╭─ Textauszug
© JUNGE FREIHEIT Verlag GmbH & Co. www.jungefreiheit.de 22/17 / 26. Mai 2017

In der Wohnung eingesperrt
Thriller: In „Berlin Syndrom“ erlebt eine junge Touristin einen Horrortrip
Claus-M. Wolfschlag

Berlin ist sexy. Zumindest in der Vorstellung vieler Touristen aus fernen Ländern. Möglicherweise es der rauhe Charme der deutschen Hauptstadt, der ihr besonderes Flair ausmacht. Das oft ungezügelt aus dem Asphalt hervorwachsende Kreative, das nicht selten direkt neben dem kleinbürgerlichen Kiez-Mief existiert. Trotz aller Glättungen und „Gentrifizierungen“, die die Stadt nach der Zerrissenheit von Krieg und Teilung logischerweise auf ihrem Heilungsweg erfahren hat.

Regisseurin Cate Shortland lebte selbst zwei Jahre in der Hauptstadt. In ihrem Psychothriller „Berlin Syndrom“ verkörpert die australische Backpackerin Clare (Teresa Palmer) nahezu idealtypisch eine junge Berlin-Touristin. Vor allem an subkulturellen Spezifika interessiert, schlendert sie mit ihrer Fotokamera durch das quirlige Leben der Großstadt. Mit Kreativität fängt sie dabei die sie faszinierenden Motive ein, seien es Teppiche ausschüttelnde Türkinnen, rauhe DDR-Architektur oder eine heimelige Schrebergartensiedlung.
╰─
╭─ Bereitgestelltes Material
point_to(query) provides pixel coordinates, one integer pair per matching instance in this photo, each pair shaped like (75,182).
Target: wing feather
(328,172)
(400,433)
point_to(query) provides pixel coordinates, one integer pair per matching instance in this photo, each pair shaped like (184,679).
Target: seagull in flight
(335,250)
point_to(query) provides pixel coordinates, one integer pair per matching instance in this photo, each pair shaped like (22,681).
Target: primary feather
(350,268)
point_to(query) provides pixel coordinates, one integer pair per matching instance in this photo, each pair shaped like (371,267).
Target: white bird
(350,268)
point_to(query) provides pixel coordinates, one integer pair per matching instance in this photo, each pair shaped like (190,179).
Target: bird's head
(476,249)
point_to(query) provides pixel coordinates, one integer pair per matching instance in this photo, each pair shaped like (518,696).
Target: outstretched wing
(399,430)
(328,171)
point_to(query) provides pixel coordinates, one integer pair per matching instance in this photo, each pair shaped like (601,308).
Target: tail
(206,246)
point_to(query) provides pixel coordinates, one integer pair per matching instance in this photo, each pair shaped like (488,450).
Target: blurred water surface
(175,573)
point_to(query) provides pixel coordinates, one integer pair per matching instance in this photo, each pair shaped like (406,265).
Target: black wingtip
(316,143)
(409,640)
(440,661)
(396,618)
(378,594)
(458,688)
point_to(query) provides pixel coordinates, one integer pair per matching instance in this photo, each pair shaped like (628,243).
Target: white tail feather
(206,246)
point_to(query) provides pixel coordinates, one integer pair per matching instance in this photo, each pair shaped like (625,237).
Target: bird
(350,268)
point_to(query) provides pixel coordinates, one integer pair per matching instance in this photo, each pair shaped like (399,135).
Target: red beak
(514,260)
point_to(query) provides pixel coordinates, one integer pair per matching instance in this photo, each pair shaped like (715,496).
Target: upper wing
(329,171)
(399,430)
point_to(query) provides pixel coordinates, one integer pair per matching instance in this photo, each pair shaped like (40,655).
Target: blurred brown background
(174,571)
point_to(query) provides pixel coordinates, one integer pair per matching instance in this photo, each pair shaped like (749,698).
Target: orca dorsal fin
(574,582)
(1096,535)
╰─
╭─ Bereitgestelltes Material
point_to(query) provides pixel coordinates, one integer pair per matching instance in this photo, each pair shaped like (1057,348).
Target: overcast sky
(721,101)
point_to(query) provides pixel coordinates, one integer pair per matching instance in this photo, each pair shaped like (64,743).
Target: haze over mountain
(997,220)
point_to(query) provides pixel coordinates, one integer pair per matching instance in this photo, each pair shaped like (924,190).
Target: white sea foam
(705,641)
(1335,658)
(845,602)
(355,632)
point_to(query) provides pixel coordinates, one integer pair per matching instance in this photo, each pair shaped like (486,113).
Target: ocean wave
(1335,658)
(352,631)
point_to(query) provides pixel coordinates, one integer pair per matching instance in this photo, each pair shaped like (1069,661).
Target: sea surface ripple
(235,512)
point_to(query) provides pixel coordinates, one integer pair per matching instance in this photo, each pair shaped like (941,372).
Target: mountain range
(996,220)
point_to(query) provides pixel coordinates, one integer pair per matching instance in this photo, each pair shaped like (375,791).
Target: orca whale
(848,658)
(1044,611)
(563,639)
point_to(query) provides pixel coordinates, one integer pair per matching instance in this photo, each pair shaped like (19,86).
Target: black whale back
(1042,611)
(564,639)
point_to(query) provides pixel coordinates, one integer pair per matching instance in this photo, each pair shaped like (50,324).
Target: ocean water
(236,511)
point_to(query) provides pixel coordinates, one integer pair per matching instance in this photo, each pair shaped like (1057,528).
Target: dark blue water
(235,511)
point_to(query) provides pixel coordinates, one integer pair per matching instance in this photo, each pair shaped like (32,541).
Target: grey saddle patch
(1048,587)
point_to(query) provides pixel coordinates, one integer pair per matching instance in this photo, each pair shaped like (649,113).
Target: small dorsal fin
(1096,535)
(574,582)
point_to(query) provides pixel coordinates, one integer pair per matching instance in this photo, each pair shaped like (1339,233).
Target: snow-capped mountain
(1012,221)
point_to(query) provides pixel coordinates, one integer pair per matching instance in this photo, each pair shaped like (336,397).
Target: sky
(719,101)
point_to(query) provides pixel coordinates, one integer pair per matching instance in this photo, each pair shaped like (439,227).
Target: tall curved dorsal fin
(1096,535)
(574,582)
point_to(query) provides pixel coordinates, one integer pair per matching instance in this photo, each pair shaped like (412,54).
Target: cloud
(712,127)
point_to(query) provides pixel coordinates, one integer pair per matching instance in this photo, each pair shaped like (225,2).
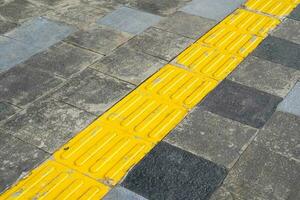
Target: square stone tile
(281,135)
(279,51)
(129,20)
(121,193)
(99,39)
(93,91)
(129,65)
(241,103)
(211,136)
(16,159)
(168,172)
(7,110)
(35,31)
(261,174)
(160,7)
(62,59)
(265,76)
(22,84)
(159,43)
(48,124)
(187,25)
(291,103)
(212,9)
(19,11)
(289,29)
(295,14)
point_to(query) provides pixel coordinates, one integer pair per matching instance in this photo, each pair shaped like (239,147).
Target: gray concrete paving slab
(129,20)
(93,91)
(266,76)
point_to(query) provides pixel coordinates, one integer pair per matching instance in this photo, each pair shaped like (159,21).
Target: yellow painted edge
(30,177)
╰─
╭─ Bereitgestelltes Material
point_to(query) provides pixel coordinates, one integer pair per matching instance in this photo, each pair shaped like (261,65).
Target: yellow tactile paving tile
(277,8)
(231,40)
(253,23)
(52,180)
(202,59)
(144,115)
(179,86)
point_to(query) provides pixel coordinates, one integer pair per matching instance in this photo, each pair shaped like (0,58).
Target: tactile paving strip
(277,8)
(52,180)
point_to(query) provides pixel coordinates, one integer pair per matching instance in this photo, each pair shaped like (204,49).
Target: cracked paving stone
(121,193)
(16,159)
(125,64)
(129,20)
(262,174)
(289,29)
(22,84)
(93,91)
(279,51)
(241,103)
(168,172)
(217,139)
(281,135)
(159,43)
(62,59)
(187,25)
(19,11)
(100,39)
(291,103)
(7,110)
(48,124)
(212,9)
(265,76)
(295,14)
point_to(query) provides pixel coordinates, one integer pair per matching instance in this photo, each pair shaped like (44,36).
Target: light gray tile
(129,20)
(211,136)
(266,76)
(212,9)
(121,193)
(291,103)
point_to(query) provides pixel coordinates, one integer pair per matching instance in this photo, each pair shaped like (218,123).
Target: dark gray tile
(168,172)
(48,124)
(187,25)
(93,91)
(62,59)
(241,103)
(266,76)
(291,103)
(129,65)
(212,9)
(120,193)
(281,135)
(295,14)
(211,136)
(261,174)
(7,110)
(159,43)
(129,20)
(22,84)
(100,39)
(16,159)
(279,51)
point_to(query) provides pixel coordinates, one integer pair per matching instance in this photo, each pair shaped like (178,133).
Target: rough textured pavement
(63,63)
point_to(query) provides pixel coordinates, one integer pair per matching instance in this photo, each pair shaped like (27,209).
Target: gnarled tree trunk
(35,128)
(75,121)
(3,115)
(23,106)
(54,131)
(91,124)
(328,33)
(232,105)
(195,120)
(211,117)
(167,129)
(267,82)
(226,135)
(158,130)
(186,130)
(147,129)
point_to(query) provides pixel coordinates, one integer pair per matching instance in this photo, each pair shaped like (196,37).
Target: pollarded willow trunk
╰─
*Deine Aufgabe*:
Gib aus der Filmbesprechung oben einen Abschnitt wortgetreu aus. Beginne bei den Worten, die „In der Wohnung“ enthalten, und höre nach „Heilungsweg erfahren hat.“ auf.

*Ergebnis*:
In der Wohnung eingesperrt
Thriller: In „Berlin Syndrom“ erlebt eine junge Touristin einen Horrortrip
Claus-M. Wolfschlag

Berlin ist sexy. Zumindest in der Vorstellung vieler Touristen aus fernen Ländern. Möglicherweise es der rauhe Charme der deutschen Hauptstadt, der ihr besonderes Flair ausmacht. Das oft ungezügelt aus dem Asphalt hervorwachsende Kreative, das nicht selten direkt neben dem kleinbürgerlichen Kiez-Mief existiert. Trotz aller Glättungen und „Gentrifizierungen“, die die Stadt nach der Zerrissenheit von Krieg und Teilung logischerweise auf ihrem Heilungsweg erfahren hat.